▶ [Directions]:
Pick out every line below that contains the word "wing", and copy each of those lines in full.
— BEGIN —
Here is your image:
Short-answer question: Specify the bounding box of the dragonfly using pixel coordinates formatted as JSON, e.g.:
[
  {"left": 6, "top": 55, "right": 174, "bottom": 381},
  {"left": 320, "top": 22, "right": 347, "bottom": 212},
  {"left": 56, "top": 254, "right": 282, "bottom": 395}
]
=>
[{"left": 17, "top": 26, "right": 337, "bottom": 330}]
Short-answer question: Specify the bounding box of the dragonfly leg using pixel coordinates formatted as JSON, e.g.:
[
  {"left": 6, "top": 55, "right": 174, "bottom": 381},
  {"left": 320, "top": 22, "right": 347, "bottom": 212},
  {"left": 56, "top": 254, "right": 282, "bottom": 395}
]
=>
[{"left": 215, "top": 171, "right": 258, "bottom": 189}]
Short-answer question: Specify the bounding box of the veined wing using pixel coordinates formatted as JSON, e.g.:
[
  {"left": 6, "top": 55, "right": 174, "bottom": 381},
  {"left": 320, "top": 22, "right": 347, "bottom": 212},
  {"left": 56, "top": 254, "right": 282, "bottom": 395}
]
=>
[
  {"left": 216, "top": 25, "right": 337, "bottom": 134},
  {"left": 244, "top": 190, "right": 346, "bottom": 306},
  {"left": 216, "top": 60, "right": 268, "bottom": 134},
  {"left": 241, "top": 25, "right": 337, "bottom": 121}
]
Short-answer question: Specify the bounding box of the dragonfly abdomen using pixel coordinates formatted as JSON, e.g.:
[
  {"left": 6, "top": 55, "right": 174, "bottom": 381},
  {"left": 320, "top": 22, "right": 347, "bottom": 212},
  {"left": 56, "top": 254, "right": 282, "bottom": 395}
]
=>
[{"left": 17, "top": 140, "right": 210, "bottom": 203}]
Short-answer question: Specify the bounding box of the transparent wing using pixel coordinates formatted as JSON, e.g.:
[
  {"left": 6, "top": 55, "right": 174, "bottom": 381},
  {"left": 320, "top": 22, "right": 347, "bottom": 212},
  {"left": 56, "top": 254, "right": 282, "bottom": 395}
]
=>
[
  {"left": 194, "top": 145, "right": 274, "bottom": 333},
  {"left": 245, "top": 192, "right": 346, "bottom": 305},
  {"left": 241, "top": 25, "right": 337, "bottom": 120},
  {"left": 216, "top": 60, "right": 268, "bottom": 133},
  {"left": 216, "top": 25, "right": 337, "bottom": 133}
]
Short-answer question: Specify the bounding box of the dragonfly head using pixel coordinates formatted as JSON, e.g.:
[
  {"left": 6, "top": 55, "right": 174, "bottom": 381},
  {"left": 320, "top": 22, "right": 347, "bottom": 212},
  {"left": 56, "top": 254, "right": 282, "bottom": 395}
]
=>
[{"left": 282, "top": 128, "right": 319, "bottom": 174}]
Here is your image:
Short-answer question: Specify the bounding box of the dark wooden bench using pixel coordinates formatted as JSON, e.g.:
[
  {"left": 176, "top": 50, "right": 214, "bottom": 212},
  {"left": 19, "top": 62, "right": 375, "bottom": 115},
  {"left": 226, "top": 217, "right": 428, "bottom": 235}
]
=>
— END —
▶ [Solution to this task]:
Short-answer question: Specify the bounding box of the veined wing using pixel coordinates formatted as JSON, e.g.:
Short-answer question: Specify the bounding box of the transparent wing using pixel coordinates formatted as JSON, e.g.:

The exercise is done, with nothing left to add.